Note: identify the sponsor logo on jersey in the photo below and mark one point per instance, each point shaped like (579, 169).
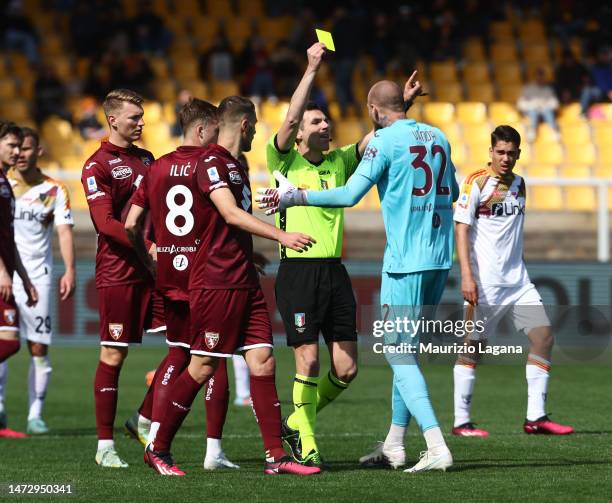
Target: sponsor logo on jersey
(300, 322)
(180, 262)
(96, 195)
(115, 330)
(235, 177)
(213, 174)
(121, 172)
(370, 153)
(211, 339)
(92, 186)
(10, 315)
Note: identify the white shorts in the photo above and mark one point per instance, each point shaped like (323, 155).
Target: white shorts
(34, 322)
(523, 302)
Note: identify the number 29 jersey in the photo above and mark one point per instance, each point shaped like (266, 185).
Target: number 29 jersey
(411, 164)
(167, 192)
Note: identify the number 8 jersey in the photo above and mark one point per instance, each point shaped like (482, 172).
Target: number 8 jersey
(167, 192)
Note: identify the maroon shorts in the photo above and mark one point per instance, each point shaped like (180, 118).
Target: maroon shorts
(156, 318)
(178, 327)
(123, 309)
(224, 322)
(9, 316)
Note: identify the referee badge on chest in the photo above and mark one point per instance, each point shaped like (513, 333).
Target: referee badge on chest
(300, 322)
(115, 330)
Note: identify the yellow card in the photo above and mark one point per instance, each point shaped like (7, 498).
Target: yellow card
(326, 38)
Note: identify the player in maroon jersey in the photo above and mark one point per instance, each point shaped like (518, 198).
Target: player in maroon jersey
(11, 138)
(110, 177)
(166, 194)
(228, 310)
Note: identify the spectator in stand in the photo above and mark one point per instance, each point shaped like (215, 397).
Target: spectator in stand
(149, 35)
(49, 95)
(539, 101)
(88, 124)
(183, 97)
(18, 32)
(569, 77)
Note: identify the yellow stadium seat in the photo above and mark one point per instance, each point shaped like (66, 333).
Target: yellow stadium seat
(501, 31)
(545, 198)
(438, 113)
(451, 92)
(503, 52)
(575, 133)
(476, 134)
(602, 134)
(476, 72)
(510, 92)
(443, 71)
(581, 198)
(536, 53)
(581, 154)
(473, 50)
(220, 90)
(503, 113)
(481, 92)
(550, 153)
(575, 171)
(153, 112)
(542, 171)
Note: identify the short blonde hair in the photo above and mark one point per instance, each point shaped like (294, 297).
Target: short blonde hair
(116, 97)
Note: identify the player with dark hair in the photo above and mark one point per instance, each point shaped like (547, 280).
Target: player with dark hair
(489, 219)
(40, 202)
(11, 138)
(227, 307)
(110, 176)
(166, 193)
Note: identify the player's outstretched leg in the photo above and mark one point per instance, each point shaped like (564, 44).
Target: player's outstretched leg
(464, 377)
(537, 373)
(216, 400)
(267, 412)
(391, 452)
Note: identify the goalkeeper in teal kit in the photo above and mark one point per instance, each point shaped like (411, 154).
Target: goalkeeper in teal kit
(411, 165)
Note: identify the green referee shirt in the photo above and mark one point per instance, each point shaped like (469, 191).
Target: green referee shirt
(325, 225)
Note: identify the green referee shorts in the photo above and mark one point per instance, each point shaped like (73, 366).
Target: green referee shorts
(316, 296)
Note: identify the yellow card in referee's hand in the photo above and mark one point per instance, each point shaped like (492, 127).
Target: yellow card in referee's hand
(326, 38)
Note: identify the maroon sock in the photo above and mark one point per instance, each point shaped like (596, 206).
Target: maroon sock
(106, 385)
(8, 348)
(146, 407)
(181, 396)
(216, 400)
(267, 412)
(168, 371)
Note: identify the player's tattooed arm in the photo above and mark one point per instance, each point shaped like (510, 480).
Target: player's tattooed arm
(135, 234)
(27, 284)
(224, 201)
(66, 244)
(287, 133)
(469, 288)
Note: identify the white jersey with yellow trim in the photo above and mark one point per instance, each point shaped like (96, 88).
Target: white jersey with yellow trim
(37, 207)
(494, 208)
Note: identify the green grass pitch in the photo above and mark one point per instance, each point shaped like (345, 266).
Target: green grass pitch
(508, 466)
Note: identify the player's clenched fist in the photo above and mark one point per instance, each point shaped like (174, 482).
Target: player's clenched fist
(315, 55)
(296, 241)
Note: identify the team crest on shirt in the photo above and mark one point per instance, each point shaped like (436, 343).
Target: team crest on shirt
(300, 322)
(235, 177)
(115, 330)
(211, 339)
(10, 315)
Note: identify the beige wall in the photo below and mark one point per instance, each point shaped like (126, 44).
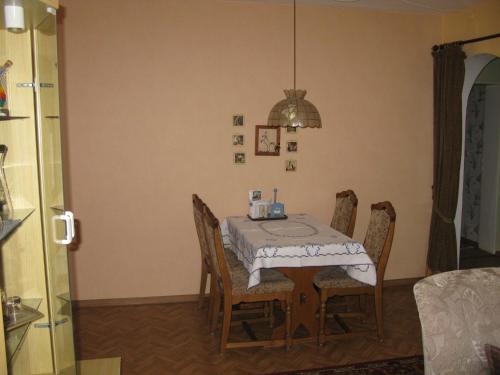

------------------------------------------------

## Brief
Would you please repeat exactly the lines above, starting at the line with "Note: identify the number 8" and stopping at the line with "Note: identify the player with", both included?

## Written response
Note: identify the number 8 jersey in the photo above and mark one point per instance, each point shaped like (482, 172).
Target: number 8 jersey
(167, 192)
Note: identify the maroon shorts in the photo above and mark one point per instance, each point shaped like (180, 118).
Target: maroon shorts
(156, 318)
(178, 327)
(123, 309)
(224, 322)
(9, 316)
Note: identify the referee badge on chest in the photo above and mark one point per instance, each point shaped like (513, 333).
Target: referee badge on chest
(300, 322)
(115, 330)
Note: identify the yellow card in the photo above and mark one point per instance, each point shaped like (7, 498).
Target: yellow card
(326, 38)
Note: identify the player in maroon jersey in the photo above and mark one point per instance, each point shaped like (518, 198).
Target: player in maroon jersey
(11, 138)
(110, 177)
(166, 194)
(228, 310)
Note: identify the spectator in stand in the photo above and mark one point per instance, each point shaped like (215, 397).
Target: spectator in stand
(149, 35)
(49, 95)
(539, 101)
(88, 124)
(183, 97)
(18, 32)
(569, 77)
Note: identify the yellow stadium seat in the photo above and mark one point per instance, each point shaped like (66, 333).
Target: yellow stadium seat
(501, 31)
(545, 198)
(438, 113)
(451, 92)
(503, 52)
(575, 133)
(476, 134)
(602, 134)
(476, 72)
(510, 92)
(443, 71)
(581, 198)
(536, 53)
(581, 154)
(473, 50)
(220, 90)
(503, 113)
(481, 92)
(550, 153)
(575, 171)
(153, 112)
(542, 171)
Note: identify the short blonde hair in the photo above and mark one point per instance, each point shaped like (294, 297).
Target: short blonde hair
(116, 97)
Note: identify the player with dark hair in the photo above and mark one point per instance, each point shaped like (547, 280).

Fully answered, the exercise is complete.